Fragmento del texto:
Pradera escribe con una altura y una complexión intelectual y estilística prácticamente desaparecidas en nuestro espacio público –y no digamos ya entre sus sedicentes herederos–, pero es que además, hacia el final del capítulo, se adentra en una asombrosa vivisección acerca del mecanismo de la memoria según el cual el viejo militante revolucionario se absuelve a sí mismo de cualquier culpa en la decepción de su juicio sobre el devenir histórico para «descargar sobre el mundo exterior, sometido al castigo bíblico de la decadencia, la caída y la ruina, la responsabilidad de haber traicionado sus esperanzas». Y ese es, justamente, el ejercicio de destructiva puerilidad que sigue alimentando las ensoñaciones de la izquierda más aguerrida en este país, para solaz de la derecha más estúpida.
Pradera termina recordando las diferencias que median entre la lucha contra el poder y el ejercicio del mismo. Los verdugos responsables de las matanzas asociadas a la construcción del socialismo durante la Revolución de Octubre fueron antes héroes abnegados que sufrieron durante años la clandestinidad, la cárcel y el destierro. Pero aquí el militante que impugna el proceso de transformación democrática de algún modo suspende el mandato de la violencia implícito en su ideario para reservarse la razón moral amparada e instigada por aquel. Basta considerar el santuario ideológico en el que durante tantos años se refugió la barbarie de ETA para entender hasta qué punto la banda era la única que de verdad cumplía con las obligaciones revolucionarias.
El texto de Pradera es ejemplar por cuanto logra integrar todos los puntos de vista históricos en el intento de construir un relato autobiográfico que no solo justifique la acción del ciudadano comprometido, sino que también le ponga en guardia contras las tentaciones de personal autodicea. Huelga decir que su reflexión no tiene nada que ver con los habituales ejercicios de cándida mitificación de la Transición, un adanismo político e histórico que justamente ha propiciado la demonización de ese mismo proceso para a su vez impulsar un adanismo de signo contrario pero elevado al proyecto siempre pendiente y fatalmente derrotado de la República, entendida como la quimera de una izquierda radical una y otra vez eximida del poder, la responsabilidad y la memoria.

Enunciado 1:
Según el fragmento, ¿qué recuerda Pradera al terminar?
Enunciado 2:
Reproduzca la parte del fragmento que comienza con "Pradera escribe con" y continúa hasta "derecha más estúpida.", sustituyendo "viejo militante" por "antiguo militante".
Las líneas de los registros no guardan relación alguna con el fragmento.

Extractos de registros:

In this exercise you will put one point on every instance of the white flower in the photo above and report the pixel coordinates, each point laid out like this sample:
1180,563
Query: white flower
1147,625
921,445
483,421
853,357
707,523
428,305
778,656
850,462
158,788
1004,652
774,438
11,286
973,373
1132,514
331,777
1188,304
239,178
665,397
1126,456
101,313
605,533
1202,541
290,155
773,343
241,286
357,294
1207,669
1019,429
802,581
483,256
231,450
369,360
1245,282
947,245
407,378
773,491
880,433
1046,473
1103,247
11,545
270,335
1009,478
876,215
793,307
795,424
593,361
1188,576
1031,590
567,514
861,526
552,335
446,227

---

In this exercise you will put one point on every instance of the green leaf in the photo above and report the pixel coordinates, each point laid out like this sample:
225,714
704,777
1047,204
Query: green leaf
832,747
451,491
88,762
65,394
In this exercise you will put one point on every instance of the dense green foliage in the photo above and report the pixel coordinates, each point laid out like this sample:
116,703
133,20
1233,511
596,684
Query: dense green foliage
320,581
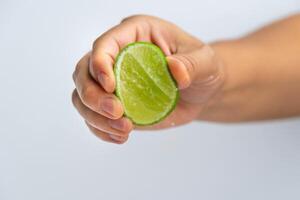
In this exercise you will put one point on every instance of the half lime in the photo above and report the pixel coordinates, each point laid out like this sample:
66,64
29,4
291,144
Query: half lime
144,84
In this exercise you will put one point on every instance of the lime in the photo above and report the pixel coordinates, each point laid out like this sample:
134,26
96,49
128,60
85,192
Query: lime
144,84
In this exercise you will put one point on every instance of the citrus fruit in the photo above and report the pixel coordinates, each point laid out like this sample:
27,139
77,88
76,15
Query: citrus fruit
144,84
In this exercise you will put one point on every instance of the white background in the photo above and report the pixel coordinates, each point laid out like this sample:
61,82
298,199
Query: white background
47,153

Respuesta redactada 1:
Las diferencias que median entre la lucha contra el poder y el ejercicio del mismo.

Respuesta redactada 2:
Pradera escribe con una altura y una complexión intelectual y estilística prácticamente desaparecidas en nuestro espacio público –y no digamos ya entre sus sedicentes herederos–, pero es que además, hacia el final del capítulo, se adentra en una asombrosa vivisección acerca del mecanismo de la memoria según el cual el antiguo militante revolucionario se absuelve a sí mismo de cualquier culpa en la decepción de su juicio sobre el devenir histórico para «descargar sobre el mundo exterior, sometido al castigo bíblico de la decadencia, la caída y la ruina, la responsabilidad de haber traicionado sus esperanzas». Y ese es, justamente, el ejercicio de destructiva puerilidad que sigue alimentando las ensoñaciones de la izquierda más aguerrida en este país, para solaz de la derecha más estúpida.